__TASK OBJECTIVE__
Rewrite the stretch of the listing below from the line that contains "Point out every instance of the blue" through the line that contains "x=88, y=267", requests included, and shift both the x and y values of every answer coordinate up by 29. Leave the sample coordinates under each request unchanged.

__RECORDS SHOWN__
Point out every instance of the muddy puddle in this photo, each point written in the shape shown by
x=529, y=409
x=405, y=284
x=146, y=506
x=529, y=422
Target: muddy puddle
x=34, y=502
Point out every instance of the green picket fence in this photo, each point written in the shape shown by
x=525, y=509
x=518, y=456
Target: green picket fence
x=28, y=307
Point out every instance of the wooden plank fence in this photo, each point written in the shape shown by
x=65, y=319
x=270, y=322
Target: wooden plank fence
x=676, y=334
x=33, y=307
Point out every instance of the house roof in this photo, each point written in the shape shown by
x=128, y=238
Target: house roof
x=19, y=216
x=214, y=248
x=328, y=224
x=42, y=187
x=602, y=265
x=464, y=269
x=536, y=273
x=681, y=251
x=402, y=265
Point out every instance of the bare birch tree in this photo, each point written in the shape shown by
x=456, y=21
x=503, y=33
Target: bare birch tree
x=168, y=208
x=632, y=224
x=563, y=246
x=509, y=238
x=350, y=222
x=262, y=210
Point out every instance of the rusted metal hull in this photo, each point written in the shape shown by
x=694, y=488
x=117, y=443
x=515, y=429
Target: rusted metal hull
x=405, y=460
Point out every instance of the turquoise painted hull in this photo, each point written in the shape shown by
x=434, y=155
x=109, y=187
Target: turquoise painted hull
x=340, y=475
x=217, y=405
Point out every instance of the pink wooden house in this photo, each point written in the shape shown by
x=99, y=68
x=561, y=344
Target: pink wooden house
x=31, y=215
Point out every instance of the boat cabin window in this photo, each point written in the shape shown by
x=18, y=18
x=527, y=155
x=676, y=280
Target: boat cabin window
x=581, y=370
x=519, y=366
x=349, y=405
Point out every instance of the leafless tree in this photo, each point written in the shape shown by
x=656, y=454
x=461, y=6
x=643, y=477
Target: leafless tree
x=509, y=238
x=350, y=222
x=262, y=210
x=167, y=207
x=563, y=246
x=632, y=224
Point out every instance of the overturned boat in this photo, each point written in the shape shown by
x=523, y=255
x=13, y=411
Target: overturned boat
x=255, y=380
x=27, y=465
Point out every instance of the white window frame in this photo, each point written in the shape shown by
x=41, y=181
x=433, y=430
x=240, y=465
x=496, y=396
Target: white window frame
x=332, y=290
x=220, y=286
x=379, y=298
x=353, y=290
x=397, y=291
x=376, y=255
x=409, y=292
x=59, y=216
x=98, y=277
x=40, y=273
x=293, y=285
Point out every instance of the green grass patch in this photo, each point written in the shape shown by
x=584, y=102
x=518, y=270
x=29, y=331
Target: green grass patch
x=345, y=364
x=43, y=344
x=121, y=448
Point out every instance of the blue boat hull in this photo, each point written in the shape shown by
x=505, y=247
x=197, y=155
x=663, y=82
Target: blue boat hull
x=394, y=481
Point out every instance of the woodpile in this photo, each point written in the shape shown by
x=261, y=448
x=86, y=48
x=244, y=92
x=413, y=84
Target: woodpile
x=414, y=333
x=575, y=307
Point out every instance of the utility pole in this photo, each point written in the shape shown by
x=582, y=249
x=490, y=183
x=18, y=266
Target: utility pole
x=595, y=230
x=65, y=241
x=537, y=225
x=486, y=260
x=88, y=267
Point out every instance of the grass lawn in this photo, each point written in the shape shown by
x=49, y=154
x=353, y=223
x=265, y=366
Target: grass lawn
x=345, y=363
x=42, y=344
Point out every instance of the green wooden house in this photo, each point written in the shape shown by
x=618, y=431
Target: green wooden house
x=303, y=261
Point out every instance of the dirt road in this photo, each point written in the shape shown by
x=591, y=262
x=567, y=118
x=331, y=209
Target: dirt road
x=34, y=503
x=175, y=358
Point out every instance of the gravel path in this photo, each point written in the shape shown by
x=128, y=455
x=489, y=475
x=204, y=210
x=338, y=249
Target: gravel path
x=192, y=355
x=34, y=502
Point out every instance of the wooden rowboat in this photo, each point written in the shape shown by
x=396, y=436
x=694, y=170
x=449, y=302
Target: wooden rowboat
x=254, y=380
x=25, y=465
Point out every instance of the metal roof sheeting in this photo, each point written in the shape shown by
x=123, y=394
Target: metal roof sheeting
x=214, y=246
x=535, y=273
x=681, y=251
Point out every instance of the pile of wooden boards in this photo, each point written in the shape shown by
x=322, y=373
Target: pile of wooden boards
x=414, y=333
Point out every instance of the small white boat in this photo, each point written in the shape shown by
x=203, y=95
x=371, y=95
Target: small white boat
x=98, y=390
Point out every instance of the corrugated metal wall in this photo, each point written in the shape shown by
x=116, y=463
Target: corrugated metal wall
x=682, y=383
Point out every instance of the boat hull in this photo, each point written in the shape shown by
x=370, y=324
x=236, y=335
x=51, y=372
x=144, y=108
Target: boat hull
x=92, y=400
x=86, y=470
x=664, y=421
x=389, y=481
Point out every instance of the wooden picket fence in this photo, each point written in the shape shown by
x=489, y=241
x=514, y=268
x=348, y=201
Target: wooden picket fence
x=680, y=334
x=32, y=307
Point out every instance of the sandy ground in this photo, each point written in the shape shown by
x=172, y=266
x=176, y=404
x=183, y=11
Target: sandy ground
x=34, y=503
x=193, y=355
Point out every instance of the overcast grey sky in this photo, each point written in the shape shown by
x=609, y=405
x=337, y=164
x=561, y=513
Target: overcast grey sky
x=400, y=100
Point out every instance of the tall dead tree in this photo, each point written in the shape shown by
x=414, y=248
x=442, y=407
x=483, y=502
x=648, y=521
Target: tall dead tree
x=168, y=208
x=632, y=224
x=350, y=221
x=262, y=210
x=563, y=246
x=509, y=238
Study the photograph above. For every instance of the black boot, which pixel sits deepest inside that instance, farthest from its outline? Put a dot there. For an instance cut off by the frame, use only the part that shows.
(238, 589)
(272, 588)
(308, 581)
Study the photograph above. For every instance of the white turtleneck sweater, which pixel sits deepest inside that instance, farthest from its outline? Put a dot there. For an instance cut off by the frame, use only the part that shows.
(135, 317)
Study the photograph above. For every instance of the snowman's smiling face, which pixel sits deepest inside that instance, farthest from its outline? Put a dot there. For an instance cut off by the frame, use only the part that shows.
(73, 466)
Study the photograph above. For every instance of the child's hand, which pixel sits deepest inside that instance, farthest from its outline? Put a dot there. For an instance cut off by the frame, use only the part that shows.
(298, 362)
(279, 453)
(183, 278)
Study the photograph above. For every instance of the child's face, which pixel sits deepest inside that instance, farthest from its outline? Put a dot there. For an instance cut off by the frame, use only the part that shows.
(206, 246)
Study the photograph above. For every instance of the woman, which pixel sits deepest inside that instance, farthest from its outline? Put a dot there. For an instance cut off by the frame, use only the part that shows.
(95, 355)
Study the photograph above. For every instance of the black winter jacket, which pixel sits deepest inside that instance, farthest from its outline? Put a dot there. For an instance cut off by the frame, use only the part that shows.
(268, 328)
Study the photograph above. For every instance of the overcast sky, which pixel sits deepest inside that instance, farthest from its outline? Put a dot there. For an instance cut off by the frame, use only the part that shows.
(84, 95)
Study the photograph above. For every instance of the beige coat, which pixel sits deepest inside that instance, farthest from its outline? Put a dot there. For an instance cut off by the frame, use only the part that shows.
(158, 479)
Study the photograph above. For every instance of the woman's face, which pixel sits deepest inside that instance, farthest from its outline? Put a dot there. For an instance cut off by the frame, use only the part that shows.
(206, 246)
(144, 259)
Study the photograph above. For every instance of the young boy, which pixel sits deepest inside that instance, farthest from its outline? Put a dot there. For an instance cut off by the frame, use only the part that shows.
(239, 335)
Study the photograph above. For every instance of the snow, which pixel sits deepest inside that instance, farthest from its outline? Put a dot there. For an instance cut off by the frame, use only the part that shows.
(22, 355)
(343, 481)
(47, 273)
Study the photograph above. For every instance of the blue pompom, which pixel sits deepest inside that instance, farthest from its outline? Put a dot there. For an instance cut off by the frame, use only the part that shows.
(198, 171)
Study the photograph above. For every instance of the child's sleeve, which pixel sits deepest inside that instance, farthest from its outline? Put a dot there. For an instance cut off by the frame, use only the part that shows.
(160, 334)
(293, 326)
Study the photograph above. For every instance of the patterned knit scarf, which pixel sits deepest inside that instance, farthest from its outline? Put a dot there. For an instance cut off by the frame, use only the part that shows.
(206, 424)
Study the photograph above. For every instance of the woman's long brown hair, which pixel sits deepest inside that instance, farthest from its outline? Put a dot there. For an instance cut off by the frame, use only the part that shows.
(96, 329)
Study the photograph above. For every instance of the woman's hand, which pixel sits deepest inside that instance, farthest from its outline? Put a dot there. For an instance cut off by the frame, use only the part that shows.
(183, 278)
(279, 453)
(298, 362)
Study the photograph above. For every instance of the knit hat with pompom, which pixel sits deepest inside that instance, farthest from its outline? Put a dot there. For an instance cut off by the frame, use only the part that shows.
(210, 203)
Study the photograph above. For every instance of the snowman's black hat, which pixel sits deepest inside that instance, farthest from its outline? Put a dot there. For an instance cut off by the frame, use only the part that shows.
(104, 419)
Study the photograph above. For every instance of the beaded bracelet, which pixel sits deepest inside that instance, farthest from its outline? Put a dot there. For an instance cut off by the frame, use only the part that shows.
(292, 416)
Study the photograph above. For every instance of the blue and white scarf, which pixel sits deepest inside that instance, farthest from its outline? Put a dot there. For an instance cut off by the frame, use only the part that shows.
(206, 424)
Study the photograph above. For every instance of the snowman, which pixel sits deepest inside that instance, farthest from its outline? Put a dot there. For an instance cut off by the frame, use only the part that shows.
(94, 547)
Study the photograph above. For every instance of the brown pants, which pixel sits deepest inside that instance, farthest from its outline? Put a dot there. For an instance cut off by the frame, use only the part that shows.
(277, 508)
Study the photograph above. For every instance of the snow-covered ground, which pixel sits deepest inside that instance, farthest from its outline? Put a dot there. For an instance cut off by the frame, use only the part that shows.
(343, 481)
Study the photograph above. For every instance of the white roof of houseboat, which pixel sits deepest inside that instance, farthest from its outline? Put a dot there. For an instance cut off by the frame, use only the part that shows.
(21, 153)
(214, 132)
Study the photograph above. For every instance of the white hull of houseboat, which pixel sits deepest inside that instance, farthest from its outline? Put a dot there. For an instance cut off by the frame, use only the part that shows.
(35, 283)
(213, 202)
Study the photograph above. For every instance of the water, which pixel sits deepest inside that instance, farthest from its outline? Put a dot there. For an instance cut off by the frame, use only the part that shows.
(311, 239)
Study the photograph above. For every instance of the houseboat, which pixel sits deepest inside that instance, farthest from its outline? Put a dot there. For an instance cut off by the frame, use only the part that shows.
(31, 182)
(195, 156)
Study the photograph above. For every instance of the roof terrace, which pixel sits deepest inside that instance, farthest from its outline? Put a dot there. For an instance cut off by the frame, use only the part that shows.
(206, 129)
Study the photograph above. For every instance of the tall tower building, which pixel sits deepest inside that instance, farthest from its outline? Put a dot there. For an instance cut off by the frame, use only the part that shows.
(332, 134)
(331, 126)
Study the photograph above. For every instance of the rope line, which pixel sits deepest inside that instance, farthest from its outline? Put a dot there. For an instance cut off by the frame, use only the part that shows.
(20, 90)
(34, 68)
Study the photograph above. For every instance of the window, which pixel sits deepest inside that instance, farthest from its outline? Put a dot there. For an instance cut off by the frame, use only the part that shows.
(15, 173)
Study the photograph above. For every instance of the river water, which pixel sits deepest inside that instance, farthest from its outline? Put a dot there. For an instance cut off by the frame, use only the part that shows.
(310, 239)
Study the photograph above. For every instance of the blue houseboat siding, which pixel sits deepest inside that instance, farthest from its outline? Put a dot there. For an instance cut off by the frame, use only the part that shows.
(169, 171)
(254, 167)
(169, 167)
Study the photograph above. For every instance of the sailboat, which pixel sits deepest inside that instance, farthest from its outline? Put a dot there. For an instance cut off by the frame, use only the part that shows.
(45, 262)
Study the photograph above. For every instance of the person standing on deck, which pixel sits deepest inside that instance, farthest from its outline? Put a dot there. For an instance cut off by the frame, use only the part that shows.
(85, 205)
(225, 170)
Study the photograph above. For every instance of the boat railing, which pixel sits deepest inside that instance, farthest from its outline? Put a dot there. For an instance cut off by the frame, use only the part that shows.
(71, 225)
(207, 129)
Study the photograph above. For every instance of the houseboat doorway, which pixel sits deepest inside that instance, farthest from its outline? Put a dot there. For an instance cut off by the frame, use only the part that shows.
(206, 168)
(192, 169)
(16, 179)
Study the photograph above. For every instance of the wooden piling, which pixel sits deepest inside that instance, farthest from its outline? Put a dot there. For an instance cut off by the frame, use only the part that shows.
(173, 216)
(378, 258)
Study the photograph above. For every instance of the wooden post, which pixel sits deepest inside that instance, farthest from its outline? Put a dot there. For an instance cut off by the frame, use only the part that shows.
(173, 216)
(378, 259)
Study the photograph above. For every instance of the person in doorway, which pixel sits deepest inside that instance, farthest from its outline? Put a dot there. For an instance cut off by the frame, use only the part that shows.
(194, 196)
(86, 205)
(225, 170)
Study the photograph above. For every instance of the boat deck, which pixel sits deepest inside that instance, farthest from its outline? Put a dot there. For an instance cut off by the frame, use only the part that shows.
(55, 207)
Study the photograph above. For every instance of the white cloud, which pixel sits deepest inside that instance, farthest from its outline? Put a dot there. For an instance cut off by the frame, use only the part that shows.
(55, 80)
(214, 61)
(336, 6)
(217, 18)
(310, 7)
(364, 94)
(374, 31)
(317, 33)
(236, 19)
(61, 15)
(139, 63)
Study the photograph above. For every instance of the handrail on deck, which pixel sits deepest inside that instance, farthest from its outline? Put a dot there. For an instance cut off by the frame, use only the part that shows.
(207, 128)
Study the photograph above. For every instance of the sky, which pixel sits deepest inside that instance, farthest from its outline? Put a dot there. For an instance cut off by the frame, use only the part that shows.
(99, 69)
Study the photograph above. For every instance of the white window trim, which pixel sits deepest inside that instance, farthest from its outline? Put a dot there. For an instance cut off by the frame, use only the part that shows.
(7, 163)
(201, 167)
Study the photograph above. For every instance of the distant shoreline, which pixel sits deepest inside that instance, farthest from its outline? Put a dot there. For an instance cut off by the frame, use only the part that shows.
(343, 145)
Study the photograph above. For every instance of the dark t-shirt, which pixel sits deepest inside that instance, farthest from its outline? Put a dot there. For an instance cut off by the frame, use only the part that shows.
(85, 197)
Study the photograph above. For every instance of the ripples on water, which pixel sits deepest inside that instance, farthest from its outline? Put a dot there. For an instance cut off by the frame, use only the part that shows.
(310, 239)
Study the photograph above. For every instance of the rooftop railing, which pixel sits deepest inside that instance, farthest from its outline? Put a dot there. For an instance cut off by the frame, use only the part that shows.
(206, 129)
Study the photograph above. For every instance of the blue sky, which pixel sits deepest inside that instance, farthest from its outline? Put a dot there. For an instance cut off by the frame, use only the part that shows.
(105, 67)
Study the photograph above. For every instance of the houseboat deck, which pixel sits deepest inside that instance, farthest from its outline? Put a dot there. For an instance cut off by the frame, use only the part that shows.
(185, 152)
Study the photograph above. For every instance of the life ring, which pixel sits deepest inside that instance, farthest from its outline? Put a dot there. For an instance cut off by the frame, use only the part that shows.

__OUTPUT OF THE TASK__
Point out every instance of the blue boat hull in this photo, each point written in the shape shown by
x=505, y=247
x=197, y=155
x=663, y=82
Target: blue boat hull
x=423, y=510
Point out every instance of the woodpile in this photo, each point written in the shape shown by
x=261, y=448
x=86, y=48
x=244, y=92
x=413, y=84
Target: woodpile
x=443, y=362
x=604, y=336
Point out every instance of the utility pole in this photo, each point written in the shape shown by
x=582, y=249
x=490, y=183
x=18, y=266
Target: utility pole
x=624, y=259
x=94, y=270
x=566, y=254
x=515, y=289
x=117, y=296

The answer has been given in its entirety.